> _SHORT TASK_:
In the passage about Isaac's childhood, what did his father do after the death of Isaac's sister?

> _QUOTED PASSAGE_:
The way I see it is that bombs are found in video games, and we know that Isaac plays them; the Game Kid is the primary reference, but SMB Super Fan, Dr. Fetus, and the various Gishes knocking around (both as items and enemies) are also proof too. The clincher's the arcade, one of the few rooms in the game that will not deliberately hurt you; Isaac might think that getting an enemy in a treasure room isn't fair, but he definitely sees arcades as safe space.
See, it's my belief that Isaac had a fairly normal childhood up until the death of his sister (ending 12); after which, Isaac blamed himself for everything bad that happened. His father was utterly unable to cope and left the household, while his mother slowly got angrier and angrier with him. I don't think she's trying to kill him (although if you read Dave Pelzer's autobiographies, his mother does stab him with a kitchen knife; I can't help but wonder if that's where McMillen got the idea from); I think she's becoming stricter with him out of her own grief, which also made her turn to God as a source of comfort and salvation. The opening cutscene is more important than people think it is; we must remember to view them through the eyes of a child, who believes he is being punished unfairly for being grounded and having the odd toy confiscated.

> _SUPPLIED MATERIAL_:
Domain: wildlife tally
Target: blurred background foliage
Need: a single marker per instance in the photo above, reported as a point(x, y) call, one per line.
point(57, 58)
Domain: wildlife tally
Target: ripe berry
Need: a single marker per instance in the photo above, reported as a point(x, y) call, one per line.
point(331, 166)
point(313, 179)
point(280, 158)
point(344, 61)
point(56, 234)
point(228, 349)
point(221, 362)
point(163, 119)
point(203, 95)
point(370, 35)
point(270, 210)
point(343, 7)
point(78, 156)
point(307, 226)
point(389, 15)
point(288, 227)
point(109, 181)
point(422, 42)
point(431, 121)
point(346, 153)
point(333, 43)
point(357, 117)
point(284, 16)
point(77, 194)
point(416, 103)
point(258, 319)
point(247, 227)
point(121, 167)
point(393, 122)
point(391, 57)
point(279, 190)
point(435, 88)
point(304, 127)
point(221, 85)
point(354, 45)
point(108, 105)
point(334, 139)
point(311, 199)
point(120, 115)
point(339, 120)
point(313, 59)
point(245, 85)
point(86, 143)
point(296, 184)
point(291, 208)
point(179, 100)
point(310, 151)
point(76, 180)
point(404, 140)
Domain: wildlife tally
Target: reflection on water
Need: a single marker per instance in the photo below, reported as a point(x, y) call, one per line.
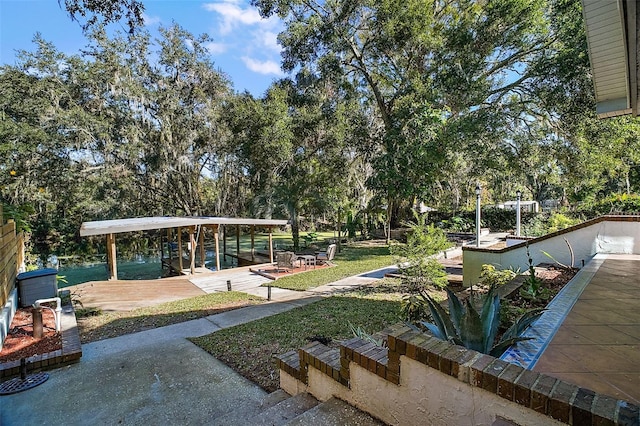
point(141, 267)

> _REPLY_:
Utterly unable to cope, he left the household.